**Exercise prompt:** Repeat the listing from the line that contains "Would you point at the glass" through the line that contains "point(232, 252)", requests included. Shift every answer coordinate by adding 6 to both x and y, and leave the sample points in the requests unchanged.

(Location annotation dataset excerpts)
┌────────

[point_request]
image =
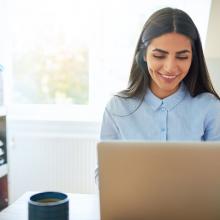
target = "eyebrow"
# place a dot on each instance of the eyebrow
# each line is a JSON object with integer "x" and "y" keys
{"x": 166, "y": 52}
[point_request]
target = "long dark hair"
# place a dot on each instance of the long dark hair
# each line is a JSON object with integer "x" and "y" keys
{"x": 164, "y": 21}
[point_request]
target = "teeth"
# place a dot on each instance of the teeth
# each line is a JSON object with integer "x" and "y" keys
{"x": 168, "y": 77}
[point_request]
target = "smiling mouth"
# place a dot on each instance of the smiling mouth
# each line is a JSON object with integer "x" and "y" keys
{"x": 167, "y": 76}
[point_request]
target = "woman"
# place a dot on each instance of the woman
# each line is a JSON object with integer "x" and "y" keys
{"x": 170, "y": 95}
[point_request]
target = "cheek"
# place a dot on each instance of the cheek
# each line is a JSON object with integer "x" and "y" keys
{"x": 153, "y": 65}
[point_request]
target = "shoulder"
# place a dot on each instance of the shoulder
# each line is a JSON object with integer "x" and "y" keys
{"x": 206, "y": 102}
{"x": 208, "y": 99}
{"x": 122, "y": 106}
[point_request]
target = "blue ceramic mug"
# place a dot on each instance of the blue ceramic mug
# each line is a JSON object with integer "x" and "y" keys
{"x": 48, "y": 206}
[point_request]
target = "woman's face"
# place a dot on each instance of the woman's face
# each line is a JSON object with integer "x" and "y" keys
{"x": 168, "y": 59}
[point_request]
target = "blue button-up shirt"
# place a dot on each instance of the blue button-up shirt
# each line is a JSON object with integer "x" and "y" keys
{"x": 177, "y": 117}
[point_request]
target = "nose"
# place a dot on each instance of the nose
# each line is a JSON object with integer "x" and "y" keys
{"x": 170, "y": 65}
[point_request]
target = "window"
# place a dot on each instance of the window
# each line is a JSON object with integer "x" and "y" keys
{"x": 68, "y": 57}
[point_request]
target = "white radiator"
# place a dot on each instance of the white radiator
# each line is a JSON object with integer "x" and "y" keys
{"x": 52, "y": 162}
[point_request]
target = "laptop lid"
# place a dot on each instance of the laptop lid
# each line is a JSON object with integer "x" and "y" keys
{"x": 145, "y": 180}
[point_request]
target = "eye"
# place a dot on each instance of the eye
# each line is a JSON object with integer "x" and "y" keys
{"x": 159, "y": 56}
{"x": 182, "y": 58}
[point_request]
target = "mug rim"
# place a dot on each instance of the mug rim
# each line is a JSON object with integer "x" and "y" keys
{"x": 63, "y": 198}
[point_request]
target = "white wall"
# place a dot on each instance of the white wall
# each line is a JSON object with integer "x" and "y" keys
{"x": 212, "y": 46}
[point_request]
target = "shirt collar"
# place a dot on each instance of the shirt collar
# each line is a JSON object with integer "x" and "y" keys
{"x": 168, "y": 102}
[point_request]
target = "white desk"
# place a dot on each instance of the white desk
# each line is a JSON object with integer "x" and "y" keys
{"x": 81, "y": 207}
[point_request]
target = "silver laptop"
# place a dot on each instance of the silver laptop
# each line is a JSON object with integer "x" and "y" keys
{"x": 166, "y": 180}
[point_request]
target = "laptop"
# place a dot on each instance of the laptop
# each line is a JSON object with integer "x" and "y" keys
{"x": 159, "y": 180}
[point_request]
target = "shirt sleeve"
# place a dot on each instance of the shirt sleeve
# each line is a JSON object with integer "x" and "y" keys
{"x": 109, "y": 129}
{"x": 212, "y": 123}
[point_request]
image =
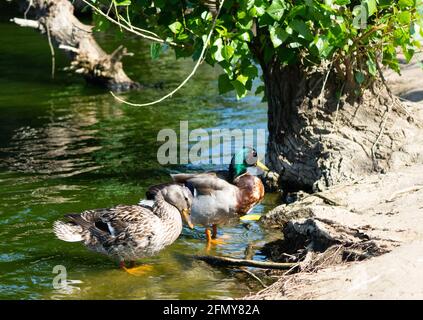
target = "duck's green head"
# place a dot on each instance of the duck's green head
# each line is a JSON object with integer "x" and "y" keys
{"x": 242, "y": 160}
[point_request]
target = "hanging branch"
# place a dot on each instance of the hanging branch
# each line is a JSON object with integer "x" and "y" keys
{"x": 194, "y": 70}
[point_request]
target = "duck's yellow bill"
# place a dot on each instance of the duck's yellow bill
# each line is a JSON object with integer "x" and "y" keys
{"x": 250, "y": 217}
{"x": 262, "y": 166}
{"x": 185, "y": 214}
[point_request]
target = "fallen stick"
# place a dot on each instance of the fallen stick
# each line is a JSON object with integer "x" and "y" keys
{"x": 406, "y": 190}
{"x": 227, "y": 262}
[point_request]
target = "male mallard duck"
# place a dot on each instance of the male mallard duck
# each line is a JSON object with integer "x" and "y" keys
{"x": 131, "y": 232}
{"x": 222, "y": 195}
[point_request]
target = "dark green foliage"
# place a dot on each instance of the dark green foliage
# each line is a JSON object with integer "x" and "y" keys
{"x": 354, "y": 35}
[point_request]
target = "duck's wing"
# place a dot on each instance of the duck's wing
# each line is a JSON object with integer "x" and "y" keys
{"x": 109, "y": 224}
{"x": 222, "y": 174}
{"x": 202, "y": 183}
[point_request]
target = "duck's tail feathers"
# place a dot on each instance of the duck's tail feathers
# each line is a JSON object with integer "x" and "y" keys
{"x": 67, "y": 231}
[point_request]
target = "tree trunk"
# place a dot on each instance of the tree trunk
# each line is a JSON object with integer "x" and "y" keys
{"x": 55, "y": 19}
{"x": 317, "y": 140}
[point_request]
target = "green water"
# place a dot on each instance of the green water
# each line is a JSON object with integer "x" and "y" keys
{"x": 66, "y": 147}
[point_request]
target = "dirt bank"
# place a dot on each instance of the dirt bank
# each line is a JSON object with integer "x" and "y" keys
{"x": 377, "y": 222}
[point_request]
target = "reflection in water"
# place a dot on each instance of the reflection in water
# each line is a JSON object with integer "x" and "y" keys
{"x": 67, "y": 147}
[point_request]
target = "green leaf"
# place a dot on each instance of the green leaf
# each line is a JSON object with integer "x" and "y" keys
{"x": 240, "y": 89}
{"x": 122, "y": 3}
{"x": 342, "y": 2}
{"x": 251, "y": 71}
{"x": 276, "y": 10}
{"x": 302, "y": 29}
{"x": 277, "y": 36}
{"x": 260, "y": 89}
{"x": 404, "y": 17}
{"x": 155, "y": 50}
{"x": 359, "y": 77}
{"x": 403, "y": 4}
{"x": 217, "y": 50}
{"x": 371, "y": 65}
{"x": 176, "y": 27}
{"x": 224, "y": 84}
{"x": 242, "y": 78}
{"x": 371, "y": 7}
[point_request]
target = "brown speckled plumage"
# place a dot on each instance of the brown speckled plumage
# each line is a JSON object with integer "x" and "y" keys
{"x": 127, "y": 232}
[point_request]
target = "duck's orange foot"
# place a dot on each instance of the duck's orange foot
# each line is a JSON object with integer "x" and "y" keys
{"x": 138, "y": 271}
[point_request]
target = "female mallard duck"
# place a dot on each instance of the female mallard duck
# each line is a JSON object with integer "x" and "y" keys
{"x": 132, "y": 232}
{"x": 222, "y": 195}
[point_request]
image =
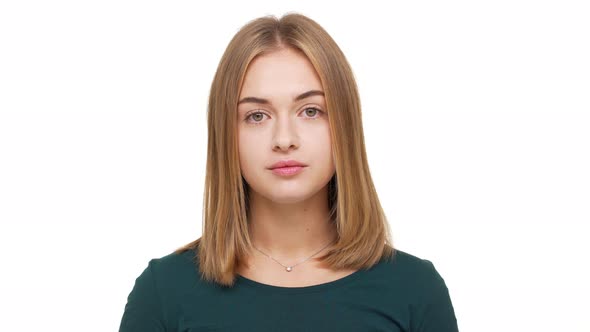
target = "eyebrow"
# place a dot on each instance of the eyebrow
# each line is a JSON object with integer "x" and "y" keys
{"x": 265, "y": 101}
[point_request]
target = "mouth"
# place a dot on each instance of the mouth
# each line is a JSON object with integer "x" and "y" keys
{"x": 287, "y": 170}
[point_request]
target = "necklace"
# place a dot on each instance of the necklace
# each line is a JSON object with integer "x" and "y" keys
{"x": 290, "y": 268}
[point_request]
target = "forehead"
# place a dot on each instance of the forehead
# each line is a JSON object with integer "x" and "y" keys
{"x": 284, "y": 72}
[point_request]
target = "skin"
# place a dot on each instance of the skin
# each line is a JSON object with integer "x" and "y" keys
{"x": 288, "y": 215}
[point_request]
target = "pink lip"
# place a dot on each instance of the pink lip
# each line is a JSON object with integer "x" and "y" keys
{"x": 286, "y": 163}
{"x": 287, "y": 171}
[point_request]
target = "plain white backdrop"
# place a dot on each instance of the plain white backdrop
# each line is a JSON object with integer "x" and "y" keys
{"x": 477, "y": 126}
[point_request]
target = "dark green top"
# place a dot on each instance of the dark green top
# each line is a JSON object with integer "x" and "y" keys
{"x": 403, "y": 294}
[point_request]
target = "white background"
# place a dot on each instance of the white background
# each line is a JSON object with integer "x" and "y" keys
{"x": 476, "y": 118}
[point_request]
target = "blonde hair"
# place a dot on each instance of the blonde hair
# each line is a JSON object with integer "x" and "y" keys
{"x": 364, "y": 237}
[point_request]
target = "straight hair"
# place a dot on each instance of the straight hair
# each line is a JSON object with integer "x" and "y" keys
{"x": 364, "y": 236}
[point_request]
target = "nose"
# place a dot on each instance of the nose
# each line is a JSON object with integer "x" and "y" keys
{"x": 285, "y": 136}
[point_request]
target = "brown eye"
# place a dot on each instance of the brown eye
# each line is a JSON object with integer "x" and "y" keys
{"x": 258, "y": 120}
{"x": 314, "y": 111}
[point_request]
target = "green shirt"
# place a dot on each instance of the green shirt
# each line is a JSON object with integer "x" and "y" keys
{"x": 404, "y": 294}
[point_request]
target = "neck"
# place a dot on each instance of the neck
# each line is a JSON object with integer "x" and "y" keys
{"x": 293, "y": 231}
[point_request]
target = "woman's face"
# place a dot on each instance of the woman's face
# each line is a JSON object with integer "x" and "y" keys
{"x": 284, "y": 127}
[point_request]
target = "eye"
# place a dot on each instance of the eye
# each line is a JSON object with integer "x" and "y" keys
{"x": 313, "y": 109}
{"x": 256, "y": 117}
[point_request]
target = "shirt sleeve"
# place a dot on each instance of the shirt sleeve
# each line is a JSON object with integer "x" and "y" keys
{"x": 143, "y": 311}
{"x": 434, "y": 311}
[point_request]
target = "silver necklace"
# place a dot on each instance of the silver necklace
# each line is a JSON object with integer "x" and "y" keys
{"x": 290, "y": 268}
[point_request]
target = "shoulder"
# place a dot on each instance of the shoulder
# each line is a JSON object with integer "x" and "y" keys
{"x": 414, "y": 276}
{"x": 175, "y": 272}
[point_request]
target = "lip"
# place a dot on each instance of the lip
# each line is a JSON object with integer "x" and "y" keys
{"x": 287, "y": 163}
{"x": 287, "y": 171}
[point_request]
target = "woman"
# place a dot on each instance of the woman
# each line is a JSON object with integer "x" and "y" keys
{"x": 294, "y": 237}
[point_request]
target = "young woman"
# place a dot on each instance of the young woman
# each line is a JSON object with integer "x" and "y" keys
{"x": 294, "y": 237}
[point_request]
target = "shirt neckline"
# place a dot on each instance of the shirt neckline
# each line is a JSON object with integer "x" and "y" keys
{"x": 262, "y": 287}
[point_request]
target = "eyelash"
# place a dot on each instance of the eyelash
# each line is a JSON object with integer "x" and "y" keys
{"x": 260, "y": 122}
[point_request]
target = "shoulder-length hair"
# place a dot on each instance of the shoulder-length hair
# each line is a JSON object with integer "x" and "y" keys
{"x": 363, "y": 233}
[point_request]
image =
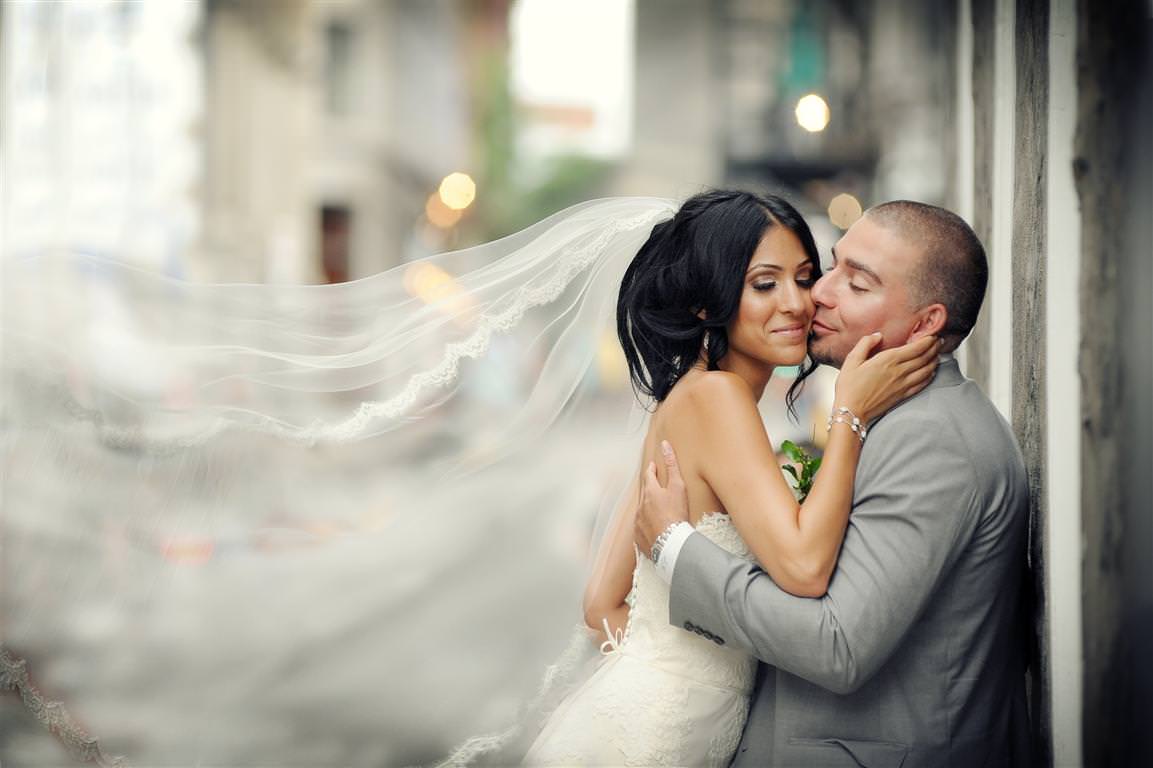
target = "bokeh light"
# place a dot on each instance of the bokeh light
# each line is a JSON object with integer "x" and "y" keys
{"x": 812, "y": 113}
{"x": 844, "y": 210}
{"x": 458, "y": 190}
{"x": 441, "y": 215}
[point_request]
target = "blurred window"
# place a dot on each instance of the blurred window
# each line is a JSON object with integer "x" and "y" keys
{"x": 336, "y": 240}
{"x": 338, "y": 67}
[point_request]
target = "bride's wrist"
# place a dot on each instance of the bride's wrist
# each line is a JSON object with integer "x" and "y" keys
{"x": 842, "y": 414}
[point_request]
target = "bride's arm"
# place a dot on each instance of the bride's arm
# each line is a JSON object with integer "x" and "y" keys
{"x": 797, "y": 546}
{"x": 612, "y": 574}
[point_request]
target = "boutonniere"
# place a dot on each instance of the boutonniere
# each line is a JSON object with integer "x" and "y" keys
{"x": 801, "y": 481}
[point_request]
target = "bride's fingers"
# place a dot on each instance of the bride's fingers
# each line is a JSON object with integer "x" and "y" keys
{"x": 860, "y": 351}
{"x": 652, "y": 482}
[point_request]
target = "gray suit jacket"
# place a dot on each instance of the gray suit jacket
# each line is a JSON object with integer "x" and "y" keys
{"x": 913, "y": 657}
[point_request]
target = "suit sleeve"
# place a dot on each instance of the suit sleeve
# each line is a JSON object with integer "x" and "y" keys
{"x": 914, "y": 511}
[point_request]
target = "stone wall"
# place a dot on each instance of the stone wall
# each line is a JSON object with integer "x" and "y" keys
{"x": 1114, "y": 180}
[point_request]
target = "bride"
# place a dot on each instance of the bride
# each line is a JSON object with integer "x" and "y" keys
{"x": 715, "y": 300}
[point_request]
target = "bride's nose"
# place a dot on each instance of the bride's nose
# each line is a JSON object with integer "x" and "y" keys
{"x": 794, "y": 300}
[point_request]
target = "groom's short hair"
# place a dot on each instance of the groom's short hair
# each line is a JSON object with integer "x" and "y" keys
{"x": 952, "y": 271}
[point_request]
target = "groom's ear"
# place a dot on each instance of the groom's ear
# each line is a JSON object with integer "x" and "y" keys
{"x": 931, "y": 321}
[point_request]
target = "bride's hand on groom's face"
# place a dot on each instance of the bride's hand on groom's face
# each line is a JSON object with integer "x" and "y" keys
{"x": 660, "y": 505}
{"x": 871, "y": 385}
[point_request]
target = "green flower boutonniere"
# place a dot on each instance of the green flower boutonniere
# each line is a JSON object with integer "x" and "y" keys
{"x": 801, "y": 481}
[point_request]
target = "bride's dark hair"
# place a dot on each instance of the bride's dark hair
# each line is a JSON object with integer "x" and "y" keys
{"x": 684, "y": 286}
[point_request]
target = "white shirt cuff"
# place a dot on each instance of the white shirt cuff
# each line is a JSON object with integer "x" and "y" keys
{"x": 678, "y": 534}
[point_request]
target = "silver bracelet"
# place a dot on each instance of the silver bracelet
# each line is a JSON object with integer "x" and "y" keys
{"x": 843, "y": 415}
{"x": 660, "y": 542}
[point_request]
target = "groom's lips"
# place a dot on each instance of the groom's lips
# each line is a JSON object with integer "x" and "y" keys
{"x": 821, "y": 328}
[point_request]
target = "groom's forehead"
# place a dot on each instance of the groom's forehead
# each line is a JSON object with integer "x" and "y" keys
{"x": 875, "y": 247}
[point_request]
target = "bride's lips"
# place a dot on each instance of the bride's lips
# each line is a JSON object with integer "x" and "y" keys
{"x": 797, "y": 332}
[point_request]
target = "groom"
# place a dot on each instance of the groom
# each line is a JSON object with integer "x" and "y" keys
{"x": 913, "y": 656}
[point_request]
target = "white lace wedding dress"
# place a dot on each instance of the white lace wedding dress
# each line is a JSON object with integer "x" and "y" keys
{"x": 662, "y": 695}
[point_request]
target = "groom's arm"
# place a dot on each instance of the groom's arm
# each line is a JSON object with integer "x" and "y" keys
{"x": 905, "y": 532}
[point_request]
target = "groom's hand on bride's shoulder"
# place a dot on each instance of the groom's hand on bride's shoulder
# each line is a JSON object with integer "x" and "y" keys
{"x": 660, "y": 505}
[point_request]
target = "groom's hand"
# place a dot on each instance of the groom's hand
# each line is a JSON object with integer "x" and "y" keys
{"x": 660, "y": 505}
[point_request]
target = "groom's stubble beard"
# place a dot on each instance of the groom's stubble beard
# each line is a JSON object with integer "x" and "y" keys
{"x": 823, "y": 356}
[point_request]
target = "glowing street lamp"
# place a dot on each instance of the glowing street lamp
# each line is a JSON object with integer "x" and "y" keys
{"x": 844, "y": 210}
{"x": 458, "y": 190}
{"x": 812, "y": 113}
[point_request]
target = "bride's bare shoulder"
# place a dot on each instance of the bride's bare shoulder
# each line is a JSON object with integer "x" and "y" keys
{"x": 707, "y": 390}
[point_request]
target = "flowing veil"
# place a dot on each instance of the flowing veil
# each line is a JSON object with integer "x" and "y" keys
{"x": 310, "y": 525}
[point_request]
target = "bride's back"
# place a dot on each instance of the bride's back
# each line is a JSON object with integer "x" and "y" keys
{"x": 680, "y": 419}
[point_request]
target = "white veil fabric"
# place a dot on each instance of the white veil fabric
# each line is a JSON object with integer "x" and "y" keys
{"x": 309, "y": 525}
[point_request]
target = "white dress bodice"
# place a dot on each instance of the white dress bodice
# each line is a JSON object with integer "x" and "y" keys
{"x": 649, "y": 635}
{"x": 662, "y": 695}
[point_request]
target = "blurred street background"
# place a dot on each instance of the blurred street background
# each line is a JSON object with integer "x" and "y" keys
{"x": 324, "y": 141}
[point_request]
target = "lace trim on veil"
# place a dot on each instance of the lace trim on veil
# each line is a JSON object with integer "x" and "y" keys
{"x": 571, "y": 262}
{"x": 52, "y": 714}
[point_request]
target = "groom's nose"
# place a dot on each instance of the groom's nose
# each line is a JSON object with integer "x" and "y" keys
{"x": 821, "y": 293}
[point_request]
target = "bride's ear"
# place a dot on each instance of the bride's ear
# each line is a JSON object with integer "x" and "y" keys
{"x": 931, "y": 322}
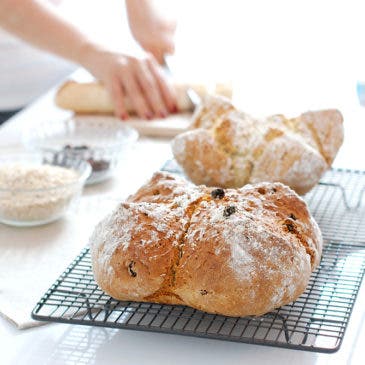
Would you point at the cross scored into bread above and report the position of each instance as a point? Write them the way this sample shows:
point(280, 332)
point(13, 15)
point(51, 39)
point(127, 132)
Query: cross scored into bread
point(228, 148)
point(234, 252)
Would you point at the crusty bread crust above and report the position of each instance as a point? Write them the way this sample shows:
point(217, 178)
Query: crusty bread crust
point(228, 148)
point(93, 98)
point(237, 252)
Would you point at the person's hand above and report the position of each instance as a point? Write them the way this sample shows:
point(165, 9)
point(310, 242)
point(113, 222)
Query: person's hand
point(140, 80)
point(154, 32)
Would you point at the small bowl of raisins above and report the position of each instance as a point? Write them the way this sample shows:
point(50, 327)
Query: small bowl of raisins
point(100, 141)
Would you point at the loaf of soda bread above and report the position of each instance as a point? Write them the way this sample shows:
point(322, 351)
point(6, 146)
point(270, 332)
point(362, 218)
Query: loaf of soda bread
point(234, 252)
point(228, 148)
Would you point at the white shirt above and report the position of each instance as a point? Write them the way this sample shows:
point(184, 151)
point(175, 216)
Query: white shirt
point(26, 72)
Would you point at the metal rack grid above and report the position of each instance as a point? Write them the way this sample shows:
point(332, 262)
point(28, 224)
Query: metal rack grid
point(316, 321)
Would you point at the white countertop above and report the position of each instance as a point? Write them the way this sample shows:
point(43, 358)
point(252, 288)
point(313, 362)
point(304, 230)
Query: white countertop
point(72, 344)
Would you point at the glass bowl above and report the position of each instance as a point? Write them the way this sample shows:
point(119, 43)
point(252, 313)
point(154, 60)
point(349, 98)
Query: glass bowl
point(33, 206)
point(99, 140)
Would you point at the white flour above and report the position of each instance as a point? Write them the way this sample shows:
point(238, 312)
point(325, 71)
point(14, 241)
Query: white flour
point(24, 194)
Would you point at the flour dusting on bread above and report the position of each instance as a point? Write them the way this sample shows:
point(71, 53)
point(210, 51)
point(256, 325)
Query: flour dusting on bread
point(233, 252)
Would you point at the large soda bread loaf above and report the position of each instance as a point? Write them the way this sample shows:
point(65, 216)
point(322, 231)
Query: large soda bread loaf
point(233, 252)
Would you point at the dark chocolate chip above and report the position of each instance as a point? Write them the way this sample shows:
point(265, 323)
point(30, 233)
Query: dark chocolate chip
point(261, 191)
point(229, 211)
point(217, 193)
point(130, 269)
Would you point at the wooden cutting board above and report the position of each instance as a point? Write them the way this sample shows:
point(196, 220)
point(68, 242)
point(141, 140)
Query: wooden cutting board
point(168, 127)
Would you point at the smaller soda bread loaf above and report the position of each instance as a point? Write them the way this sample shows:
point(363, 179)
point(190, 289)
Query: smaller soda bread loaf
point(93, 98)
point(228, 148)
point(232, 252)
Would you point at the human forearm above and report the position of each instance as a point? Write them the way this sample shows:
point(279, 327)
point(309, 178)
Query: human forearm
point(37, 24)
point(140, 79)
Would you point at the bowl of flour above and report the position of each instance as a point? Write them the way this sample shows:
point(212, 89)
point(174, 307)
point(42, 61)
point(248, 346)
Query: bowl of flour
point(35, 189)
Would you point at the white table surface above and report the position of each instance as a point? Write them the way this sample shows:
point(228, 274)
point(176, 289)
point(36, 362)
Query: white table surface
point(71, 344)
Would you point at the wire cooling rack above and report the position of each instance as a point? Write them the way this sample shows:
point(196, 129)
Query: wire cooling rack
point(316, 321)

└────────

**Completed exercise:**
Would you point at the glass bowl above and report the position of each instance as a point? Write them the way this sample shows:
point(119, 43)
point(252, 313)
point(154, 60)
point(349, 98)
Query: glass bowl
point(39, 212)
point(105, 146)
Would you point at the white flour above and report the position of each instance as a point? Write them the way this sample shows:
point(238, 312)
point(325, 71)
point(14, 241)
Query: white flour
point(30, 200)
Would you point at the flour dusting on bread above and report the position of each instance as a point? Write them the way this sample shows:
point(71, 53)
point(210, 51)
point(256, 325)
Query: flour dusting on bread
point(239, 258)
Would you point at the large soda bread loaf above and report the position of each instance as a point? Write them the way this sample shows:
point(65, 216)
point(322, 231)
Query: large soda bread loaf
point(239, 258)
Would you point at the dark chocolate chip above and report the position of each instance as a point? Write them the way this sample shows:
point(265, 323)
point(30, 233)
Query: dark chocolate chip
point(267, 197)
point(235, 217)
point(223, 199)
point(136, 275)
Would you point at the wooden cutting board above and report the position of each instance as a point? Write them the way this sample shows:
point(196, 220)
point(68, 242)
point(141, 140)
Query: wooden cutting board
point(174, 133)
Would you point at the smaller soda bread loaf above and report the position of each instance as a point? Write them the way this sample shows:
point(363, 179)
point(190, 289)
Query: smaller soda bread loaf
point(99, 104)
point(234, 154)
point(238, 258)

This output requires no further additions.